Понятная игра: почему российский рынок снова привлекает любителей риска
В Россию приходят если не авантюристичные, то во всяком случае менее осторожные инвесторы. Чем это грозит финансовым рынкам страны?
По мнению финансово-экономических властей Российской Федерации, отток капитала в самое ближайшее время может смениться чистым притоком. Правда, это будет уже совсем другой капитал.
На российские финансовые рынки сегодня приходят если не авантюристичные, то во всяком случае менее осторожные инвесторы — и менее ограниченные в своих операциях.
Условно говоря, вместо пенсионных фондов — хедж-фонды. Действительно, кто еще будет работать с облигациями, риск-премия на которые приблизилась к показателям греческих бумаг кризисного периода?
Что касается прямых инвестиций, то с ними происходит примерно то же самое, только гораздо медленнее: приток прямых инвестиций в ненефтегазовый сектор российской экономики не увеличивается, к тому же в нем снижается доля инвестиций из стран «большой семерки». Условно говоря, вместо «немца» открывает заводик «тайвань».

Выдержка из данных:
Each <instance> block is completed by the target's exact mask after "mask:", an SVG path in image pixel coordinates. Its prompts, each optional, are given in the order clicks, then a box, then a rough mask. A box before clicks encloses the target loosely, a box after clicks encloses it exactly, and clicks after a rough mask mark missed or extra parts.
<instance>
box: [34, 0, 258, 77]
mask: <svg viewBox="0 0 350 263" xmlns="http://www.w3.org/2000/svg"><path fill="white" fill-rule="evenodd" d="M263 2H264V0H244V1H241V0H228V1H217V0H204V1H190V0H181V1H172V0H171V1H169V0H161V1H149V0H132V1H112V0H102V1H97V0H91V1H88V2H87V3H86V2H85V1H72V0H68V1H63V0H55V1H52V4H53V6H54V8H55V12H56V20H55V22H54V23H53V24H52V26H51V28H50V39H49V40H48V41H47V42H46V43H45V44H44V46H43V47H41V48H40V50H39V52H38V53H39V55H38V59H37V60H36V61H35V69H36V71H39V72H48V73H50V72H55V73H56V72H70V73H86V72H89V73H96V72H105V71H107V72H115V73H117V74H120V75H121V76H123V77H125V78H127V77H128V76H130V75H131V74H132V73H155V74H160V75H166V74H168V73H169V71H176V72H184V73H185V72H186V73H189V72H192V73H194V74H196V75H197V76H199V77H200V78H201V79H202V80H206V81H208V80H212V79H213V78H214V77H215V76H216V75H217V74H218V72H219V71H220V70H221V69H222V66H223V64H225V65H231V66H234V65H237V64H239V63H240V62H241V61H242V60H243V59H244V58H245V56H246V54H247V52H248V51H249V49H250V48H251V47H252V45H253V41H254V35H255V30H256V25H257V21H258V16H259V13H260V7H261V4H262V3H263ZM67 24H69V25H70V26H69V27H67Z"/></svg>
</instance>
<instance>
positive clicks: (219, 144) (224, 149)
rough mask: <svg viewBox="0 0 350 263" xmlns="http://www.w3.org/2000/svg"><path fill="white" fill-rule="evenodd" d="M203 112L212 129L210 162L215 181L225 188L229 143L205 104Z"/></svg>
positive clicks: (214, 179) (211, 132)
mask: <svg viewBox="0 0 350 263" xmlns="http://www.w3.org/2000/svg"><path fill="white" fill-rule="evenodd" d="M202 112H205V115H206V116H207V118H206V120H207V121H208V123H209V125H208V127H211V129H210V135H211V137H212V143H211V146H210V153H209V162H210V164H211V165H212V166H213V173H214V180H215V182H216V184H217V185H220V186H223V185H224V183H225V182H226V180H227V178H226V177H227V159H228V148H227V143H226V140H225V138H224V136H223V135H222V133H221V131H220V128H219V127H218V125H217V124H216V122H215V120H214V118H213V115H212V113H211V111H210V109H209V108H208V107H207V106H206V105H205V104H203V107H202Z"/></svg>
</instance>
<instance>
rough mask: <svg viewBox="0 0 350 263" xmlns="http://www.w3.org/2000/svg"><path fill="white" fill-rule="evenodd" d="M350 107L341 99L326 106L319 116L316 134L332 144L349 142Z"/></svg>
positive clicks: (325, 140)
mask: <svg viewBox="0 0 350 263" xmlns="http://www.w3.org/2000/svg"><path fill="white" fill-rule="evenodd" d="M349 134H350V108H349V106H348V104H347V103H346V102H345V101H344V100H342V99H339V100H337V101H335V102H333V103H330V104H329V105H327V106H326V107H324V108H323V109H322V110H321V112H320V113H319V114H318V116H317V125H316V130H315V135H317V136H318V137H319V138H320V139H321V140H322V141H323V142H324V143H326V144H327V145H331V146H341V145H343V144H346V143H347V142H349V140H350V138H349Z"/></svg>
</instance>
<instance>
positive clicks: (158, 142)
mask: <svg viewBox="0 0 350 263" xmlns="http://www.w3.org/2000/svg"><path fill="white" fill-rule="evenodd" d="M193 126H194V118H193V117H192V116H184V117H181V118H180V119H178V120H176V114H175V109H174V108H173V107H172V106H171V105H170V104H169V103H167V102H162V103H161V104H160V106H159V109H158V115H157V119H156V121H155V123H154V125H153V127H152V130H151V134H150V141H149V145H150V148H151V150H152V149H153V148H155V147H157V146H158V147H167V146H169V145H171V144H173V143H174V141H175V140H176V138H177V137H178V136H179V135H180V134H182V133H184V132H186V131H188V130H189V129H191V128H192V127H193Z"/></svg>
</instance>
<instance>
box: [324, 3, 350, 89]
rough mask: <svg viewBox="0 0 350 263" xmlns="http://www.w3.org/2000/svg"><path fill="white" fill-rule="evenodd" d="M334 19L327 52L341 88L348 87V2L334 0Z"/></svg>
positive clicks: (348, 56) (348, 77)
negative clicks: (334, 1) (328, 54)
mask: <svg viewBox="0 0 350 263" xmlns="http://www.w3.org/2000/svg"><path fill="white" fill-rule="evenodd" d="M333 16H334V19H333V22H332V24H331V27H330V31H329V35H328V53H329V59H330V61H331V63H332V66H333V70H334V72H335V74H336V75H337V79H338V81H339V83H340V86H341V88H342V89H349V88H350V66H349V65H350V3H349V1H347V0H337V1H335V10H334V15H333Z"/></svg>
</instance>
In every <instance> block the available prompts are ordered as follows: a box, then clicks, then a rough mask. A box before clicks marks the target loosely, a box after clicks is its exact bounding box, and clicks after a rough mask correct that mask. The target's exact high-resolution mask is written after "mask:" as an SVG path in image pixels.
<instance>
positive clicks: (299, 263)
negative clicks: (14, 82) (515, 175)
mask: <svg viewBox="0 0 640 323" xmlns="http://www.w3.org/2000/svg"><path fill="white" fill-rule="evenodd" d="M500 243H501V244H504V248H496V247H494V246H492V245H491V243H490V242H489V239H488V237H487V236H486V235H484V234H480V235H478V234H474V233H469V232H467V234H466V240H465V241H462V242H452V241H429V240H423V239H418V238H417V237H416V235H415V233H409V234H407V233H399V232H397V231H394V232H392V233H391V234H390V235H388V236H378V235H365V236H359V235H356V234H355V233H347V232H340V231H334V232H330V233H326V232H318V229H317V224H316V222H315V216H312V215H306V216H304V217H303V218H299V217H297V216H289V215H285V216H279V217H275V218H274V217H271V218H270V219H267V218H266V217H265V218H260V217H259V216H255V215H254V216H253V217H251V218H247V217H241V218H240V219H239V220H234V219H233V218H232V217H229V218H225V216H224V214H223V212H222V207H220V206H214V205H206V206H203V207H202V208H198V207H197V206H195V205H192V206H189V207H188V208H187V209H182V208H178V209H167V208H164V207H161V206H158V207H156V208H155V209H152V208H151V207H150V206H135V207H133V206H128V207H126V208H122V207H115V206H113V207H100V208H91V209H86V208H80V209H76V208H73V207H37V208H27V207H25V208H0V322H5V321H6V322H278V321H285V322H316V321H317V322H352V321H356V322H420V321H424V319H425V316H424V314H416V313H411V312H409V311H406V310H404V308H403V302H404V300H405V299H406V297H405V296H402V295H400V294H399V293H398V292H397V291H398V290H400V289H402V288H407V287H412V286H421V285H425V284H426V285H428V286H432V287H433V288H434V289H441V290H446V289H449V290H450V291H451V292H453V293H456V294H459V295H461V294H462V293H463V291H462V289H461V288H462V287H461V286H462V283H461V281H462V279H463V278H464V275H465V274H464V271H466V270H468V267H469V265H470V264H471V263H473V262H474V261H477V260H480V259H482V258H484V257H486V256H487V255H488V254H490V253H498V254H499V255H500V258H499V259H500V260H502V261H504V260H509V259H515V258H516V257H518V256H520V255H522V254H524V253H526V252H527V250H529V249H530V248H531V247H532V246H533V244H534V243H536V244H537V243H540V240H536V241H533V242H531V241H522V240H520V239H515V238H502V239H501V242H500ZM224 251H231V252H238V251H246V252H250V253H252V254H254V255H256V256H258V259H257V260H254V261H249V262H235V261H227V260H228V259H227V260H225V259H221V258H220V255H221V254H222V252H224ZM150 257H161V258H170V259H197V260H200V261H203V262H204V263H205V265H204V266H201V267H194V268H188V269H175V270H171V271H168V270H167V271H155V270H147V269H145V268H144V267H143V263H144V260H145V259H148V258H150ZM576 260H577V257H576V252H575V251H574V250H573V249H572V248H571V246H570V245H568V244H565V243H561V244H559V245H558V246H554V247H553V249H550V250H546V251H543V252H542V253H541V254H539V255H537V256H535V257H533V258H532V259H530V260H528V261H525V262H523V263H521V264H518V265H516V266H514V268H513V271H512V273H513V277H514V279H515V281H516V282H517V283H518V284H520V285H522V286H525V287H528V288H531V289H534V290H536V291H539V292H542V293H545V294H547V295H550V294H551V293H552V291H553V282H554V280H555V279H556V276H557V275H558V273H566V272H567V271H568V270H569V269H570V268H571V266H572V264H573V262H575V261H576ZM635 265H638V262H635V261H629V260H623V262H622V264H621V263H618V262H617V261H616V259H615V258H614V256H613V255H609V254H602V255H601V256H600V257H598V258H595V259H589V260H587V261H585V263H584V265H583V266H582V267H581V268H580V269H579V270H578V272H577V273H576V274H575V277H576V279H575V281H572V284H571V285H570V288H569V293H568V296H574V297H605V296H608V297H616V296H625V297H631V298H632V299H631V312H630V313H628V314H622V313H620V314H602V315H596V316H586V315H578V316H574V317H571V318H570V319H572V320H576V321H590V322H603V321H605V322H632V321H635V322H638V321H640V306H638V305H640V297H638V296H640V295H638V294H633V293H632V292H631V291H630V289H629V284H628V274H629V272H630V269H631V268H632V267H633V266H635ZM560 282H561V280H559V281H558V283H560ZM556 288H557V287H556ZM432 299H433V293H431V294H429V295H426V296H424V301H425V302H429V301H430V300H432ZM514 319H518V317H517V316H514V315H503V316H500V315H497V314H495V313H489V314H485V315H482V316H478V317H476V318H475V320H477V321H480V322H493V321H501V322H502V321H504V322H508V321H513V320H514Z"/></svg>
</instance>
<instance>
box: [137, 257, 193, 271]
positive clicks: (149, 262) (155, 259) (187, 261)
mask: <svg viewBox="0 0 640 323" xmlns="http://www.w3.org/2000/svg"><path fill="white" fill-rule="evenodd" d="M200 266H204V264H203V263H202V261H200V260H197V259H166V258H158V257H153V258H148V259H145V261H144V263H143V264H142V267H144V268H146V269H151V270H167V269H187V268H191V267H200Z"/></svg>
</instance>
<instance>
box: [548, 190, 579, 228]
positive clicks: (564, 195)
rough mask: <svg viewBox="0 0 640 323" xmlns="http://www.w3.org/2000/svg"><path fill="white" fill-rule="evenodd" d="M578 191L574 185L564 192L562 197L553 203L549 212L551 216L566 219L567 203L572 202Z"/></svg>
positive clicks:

Задание 1: Выпишите из текста о российском финансовом рынке все слова и сочетания, заключенные в кавычки-ёлочки.
Задание 2: Продолжите, пожалуйста, текст о российском финансовом рынке после его последнего предложения.

Ожидаемый ответ 1: «большой семерки», «немца», «тайвань»

Ожидаемый ответ 2:
Многие читатели журнала Forbes считают, что все это нехорошо. На самом же деле все вполне неплохо.
Начнем с финансовых рынков. Нестабильность на них — вполне понятная для российских экономических агентов ситуация, ничего принципиально нового тут нет. Более того, сочетание нестабильности на финансовых рынках с относительно высокой (но все же не больше 10%) инфляцией и качающейся банковской системой повышает относительную привлекательность инвестиций в малый и средний бизнес (по сути, в проекты с быстрой отдачей и с возможностью распределения рисков). Чем же это плохо? Начиная с 2008 года власти безуспешно пытались приостановить деинвестицию малого и среднего бизнеса, а сейчас капитал сам туда потянется.
На стимулирование потребления (то есть тех самых быстрых доходов малого и среднего бизнеса) работает крепнущая уверенность граждан в отсутствии надежных инструментов сбережения. В краткосрочном плане это означает рост спроса в среднем ценовом сегменте — от недорогих квартир до книг. Да, в стандартных условиях этот период ситуативного роста потребительской активности довольно быстро заканчивается.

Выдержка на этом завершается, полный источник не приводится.